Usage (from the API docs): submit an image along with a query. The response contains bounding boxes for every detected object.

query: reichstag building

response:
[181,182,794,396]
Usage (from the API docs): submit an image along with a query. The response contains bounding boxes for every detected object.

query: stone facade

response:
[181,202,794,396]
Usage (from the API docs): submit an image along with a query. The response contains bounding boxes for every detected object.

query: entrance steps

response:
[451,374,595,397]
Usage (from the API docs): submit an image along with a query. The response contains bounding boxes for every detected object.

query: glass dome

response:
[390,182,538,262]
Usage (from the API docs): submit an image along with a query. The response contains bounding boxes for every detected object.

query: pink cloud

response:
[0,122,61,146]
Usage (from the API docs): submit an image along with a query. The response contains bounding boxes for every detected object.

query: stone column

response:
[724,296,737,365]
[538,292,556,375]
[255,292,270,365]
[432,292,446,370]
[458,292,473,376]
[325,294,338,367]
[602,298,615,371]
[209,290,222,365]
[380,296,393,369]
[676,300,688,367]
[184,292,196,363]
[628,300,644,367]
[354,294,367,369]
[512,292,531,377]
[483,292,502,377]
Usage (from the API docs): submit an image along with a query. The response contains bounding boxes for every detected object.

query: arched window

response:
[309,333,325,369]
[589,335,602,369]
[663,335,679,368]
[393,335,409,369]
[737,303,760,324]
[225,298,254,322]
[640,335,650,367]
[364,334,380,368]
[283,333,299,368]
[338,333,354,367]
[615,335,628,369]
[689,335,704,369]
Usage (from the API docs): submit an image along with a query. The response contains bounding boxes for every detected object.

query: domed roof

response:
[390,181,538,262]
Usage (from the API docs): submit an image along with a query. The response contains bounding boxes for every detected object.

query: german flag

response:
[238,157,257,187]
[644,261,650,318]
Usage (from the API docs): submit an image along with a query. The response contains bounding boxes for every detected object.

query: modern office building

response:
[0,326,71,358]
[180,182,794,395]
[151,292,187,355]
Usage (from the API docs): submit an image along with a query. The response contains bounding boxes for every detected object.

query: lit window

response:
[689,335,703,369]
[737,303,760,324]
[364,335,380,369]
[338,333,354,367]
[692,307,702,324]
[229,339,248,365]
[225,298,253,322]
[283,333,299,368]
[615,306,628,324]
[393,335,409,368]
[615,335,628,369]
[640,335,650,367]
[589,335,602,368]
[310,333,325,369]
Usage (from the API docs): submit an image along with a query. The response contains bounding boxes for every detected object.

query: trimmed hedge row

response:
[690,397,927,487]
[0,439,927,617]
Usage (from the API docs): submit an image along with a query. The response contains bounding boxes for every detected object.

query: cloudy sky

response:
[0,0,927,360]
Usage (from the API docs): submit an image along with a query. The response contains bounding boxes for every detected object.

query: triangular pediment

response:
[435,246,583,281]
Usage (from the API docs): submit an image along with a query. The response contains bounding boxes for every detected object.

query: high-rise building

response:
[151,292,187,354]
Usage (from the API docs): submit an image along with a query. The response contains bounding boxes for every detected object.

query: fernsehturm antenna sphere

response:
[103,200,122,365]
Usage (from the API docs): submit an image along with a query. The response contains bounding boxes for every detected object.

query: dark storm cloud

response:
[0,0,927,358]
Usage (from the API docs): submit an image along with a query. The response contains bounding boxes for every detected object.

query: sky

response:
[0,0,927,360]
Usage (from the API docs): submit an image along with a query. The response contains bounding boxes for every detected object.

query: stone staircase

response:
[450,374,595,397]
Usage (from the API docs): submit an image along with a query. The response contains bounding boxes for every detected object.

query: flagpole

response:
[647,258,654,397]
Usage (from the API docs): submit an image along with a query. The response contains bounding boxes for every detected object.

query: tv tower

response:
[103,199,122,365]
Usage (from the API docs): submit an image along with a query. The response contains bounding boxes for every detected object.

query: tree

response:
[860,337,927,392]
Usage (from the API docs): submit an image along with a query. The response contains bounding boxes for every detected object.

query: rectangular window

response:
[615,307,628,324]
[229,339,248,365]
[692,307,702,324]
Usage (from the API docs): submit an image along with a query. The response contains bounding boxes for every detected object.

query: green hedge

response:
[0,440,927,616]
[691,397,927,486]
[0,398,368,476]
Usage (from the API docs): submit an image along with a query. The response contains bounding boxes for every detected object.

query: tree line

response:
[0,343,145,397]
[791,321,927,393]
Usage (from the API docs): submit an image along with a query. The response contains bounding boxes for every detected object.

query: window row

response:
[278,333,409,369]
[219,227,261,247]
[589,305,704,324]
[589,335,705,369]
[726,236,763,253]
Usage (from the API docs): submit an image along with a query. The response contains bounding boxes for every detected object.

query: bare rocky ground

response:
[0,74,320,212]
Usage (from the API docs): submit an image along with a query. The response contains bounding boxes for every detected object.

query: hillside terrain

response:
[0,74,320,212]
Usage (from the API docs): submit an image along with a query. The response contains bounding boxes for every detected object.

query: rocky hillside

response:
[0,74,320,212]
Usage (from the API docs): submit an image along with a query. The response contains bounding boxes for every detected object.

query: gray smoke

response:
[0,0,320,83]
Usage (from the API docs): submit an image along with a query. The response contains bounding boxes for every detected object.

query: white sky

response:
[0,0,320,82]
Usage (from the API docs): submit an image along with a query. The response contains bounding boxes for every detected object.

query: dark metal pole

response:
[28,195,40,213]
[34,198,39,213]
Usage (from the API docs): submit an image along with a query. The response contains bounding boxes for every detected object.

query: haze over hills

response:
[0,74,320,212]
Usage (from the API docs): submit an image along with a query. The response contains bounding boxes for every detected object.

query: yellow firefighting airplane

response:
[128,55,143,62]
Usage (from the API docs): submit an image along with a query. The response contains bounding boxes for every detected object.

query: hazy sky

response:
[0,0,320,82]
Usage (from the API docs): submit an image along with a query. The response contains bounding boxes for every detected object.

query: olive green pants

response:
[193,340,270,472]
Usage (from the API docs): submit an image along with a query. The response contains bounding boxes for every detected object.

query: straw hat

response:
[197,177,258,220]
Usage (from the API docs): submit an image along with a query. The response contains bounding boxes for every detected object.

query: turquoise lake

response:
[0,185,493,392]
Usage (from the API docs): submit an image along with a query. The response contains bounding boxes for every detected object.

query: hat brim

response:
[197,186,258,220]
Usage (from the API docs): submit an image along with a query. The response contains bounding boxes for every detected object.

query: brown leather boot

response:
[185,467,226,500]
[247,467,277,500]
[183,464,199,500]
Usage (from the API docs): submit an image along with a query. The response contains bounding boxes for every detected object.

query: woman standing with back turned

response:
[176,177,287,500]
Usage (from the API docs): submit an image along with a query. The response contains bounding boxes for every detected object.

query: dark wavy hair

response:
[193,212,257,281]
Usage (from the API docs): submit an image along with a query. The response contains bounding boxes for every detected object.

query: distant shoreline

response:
::::::
== THE TASK ==
Could you recast every line of all the records above as a numbered list, leaving out the blank lines?

== TASK SOLUTION ==
1. Usage (from the API docs): submit an image along with a query. The response contains bounding boxes for every detected object.
2. query: reichstag building
3. response:
4. [181,182,794,396]
5. Usage (from the API docs): submit an image along with a query. The response contains bounding boxes for every detected object.
6. query: stone facade
7. response:
8. [181,202,794,396]
9. Usage (from the API docs): submit an image along with a query. The response contains bounding boxes for every detected object.
10. query: entrance steps
11. response:
12. [451,374,595,397]
13. Usage (from the API docs): submit an image along with a query. The response contains bounding boxes for every detected object.
14. query: glass dome
15. response:
16. [390,182,538,262]
17. Usage (from the API docs): submit an image along with a query. The response contains bounding boxes for every detected object.
18. query: pink cloud
19. response:
20. [0,122,61,146]
21. Usage (from the API docs): submit an image along with a query. The response contains bounding boxes for every detected object.
22. query: stone column
23. response:
24. [724,296,737,365]
25. [538,292,556,375]
26. [255,292,270,365]
27. [432,292,446,370]
28. [458,292,473,376]
29. [325,294,338,367]
30. [602,298,615,371]
31. [209,290,222,365]
32. [380,296,393,369]
33. [676,300,688,367]
34. [184,292,196,363]
35. [628,300,644,367]
36. [354,294,367,369]
37. [512,292,531,377]
38. [483,292,502,377]
39. Usage (from the API docs): submit an image along with a query. The response contains bounding boxes for every detected object.
40. query: arched window
41. response:
42. [309,333,325,369]
43. [589,335,602,369]
44. [663,335,679,368]
45. [393,335,409,369]
46. [737,303,760,324]
47. [225,298,254,322]
48. [640,335,650,367]
49. [364,334,380,368]
50. [283,333,299,368]
51. [338,333,354,367]
52. [615,335,628,369]
53. [689,335,704,369]
54. Usage (from the API docs): submit an image along with a query. The response contains bounding boxes for every detected object.
55. query: domed roof
56. response:
57. [390,181,538,262]
58. Usage (from the API docs): submit an image along with a query. The response contains bounding boxes for every detected object.
59. query: german flag
60. response:
61. [238,157,257,187]
62. [644,261,650,318]
63. Usage (from the API docs): submit an image along with a query. The response contains bounding boxes for every detected object.
64. query: modern office building
65. response:
66. [0,326,71,358]
67. [180,182,794,395]
68. [151,292,187,355]
69. Usage (from the API docs): submit an image along with a query. The response contains bounding boxes for every detected object.
70. query: lit window
71. response:
72. [689,335,703,369]
73. [737,303,760,324]
74. [364,335,380,369]
75. [338,333,354,367]
76. [692,307,702,324]
77. [229,339,248,365]
78. [225,298,253,322]
79. [283,333,299,368]
80. [615,306,628,324]
81. [393,335,409,368]
82. [615,335,628,369]
83. [640,335,650,367]
84. [589,335,602,368]
85. [310,333,325,369]
86. Usage (from the API docs): submit an image along with a query. The response contains bounding boxes for every detected object.
87. query: trimmed hedge row
88. response:
89. [690,397,927,487]
90. [0,439,927,617]
91. Usage (from the API docs): submit an image along with a query. The response contains bounding boxes for every detected object.
92. query: cloudy sky
93. response:
94. [0,0,927,360]
95. Usage (from the API docs): submit an image along with a query. The response contains bounding boxes for every detected object.
96. query: triangular pediment
97. response:
98. [435,246,583,281]
99. Usage (from the API docs): submit an image along with a query. The response contains bounding boxes for every detected object.
100. query: high-rise building
101. response:
102. [151,292,187,354]
103. Usage (from the API docs): submit an image along with a query. The response contains bounding boxes for every detected object.
104. query: fernsehturm antenna sphere
105. response:
106. [103,200,122,365]
107. Usage (from the API docs): submit an image along with a query. The response contains bounding boxes for every detected object.
108. query: dark storm cloud
109. response:
110. [0,0,927,358]
111. Usage (from the API docs): submit an image along with a query. The response contains bounding boxes for every detected object.
112. query: sky
113. response:
114. [0,0,927,360]
115. Usage (from the API docs): submit an image along with a query. The response contains bounding boxes for every detected object.
116. query: stone staircase
117. response:
118. [450,374,595,397]
119. Usage (from the API docs): submit an image along with a query. The response contains bounding boxes for every detected object.
120. query: flagpole
121. response:
122. [647,258,654,397]
123. Usage (from the API docs): submit an image along with a query. The response contains bounding boxes for every detected object.
124. query: tv tower
125. response:
126. [103,199,122,365]
127. Usage (from the API docs): submit an image along with a query. The response contains bounding boxes for every detected object.
128. query: tree
129. response:
130. [860,337,927,392]
131. Usage (from the API docs): submit an image along with a query. The response contains bounding boxes for every detected object.
132. query: rectangular window
133. response:
134. [615,307,628,324]
135. [229,339,248,365]
136. [692,307,702,324]
137. Usage (from the API docs): submit an image along with a query. The response contains bounding boxes for every detected object.
138. query: green hedge
139. response:
140. [0,440,927,616]
141. [691,397,927,486]
142. [0,398,368,476]
143. Usage (from the API docs): submit an image along with a query. The response contains bounding boxes for every detected object.
144. query: tree line
145. response:
146. [0,343,145,397]
147. [791,321,927,393]
148. Usage (from the API docs): submit an image along with a query. The response contains bounding boxes for every detected object.
149. query: window row
150. response:
151. [278,333,409,369]
152. [219,227,261,247]
153. [589,305,704,324]
154. [589,335,705,369]
155. [726,236,763,253]
156. Usage (from the API docs): submit an image along with a query. The response contains bounding boxes for every detected object.
157. query: bare rocky ground
158. response:
159. [0,74,320,212]
160. Usage (from the API docs): submit an image along with a query. The response contains bounding boxes for every detected object.
161. query: hillside terrain
162. response:
163. [0,74,320,212]
164. Usage (from the API docs): submit an image along with a query. The response contains bounding boxes for every detected object.
165. query: rocky hillside
166. response:
167. [0,74,320,212]
168. Usage (from the API docs): submit an image along with a query. The response contains bounding boxes for every detected object.
169. query: gray smoke
170. response:
171. [0,0,320,83]
172. Usage (from the API docs): submit an image along with a query. The response contains bounding boxes for every detected object.
173. query: white sky
174. response:
175. [0,0,320,82]
176. Usage (from the API docs): submit an image along with a query. The response contains bounding boxes for every detected object.
177. query: dark metal pole
178. response:
179. [28,195,40,213]
180. [34,198,39,213]
181. Usage (from the API docs): submit an image along with a query. The response contains bounding boxes for every detected object.
182. query: haze over hills
183. response:
184. [0,74,320,212]
185. Usage (from the API docs): submit an image along with a query. The response contains bounding boxes for every detected object.
186. query: yellow firefighting airplane
187. response:
188. [128,55,143,62]
189. Usage (from the API docs): submit an image along with a query. The response contains bounding boxes for every detected object.
190. query: hazy sky
191. response:
192. [0,0,320,82]
193. Usage (from the API docs): submit an image along with a query. The response contains bounding boxes for every detected object.
194. query: olive green pants
195. response:
196. [193,340,270,472]
197. Usage (from the API docs): submit an image along with a query. The response contains bounding boxes for every detected object.
198. query: straw hat
199. response:
200. [197,177,258,220]
201. Usage (from the API docs): submit an image along with a query. The response contains bounding boxes for every detected object.
202. query: turquoise lake
203. response:
204. [0,185,493,392]
205. Usage (from the API docs): submit an image along with a query. The response contains bounding boxes for every detected object.
206. query: hat brim
207. response:
208. [197,186,258,220]
209. Usage (from the API docs): submit an image along with a query. The response contains bounding boxes for every detected object.
210. query: brown leather boot
211. response:
212. [185,467,226,500]
213. [247,467,277,500]
214. [183,464,199,500]
215. Usage (from the API docs): submit an image along with a query. The response contains bounding boxes for every detected object.
216. query: woman standing with back turned
217. response:
218. [176,177,287,500]
219. Usage (from the API docs): submit an image along with a query. The response contains bounding boxes for every detected object.
220. query: dark wavy hair
221. response:
222. [193,212,257,281]
223. Usage (from the API docs): submit an image along with a query. The response contains bounding boxes for every detected object.
224. query: distant shoreline
225. response:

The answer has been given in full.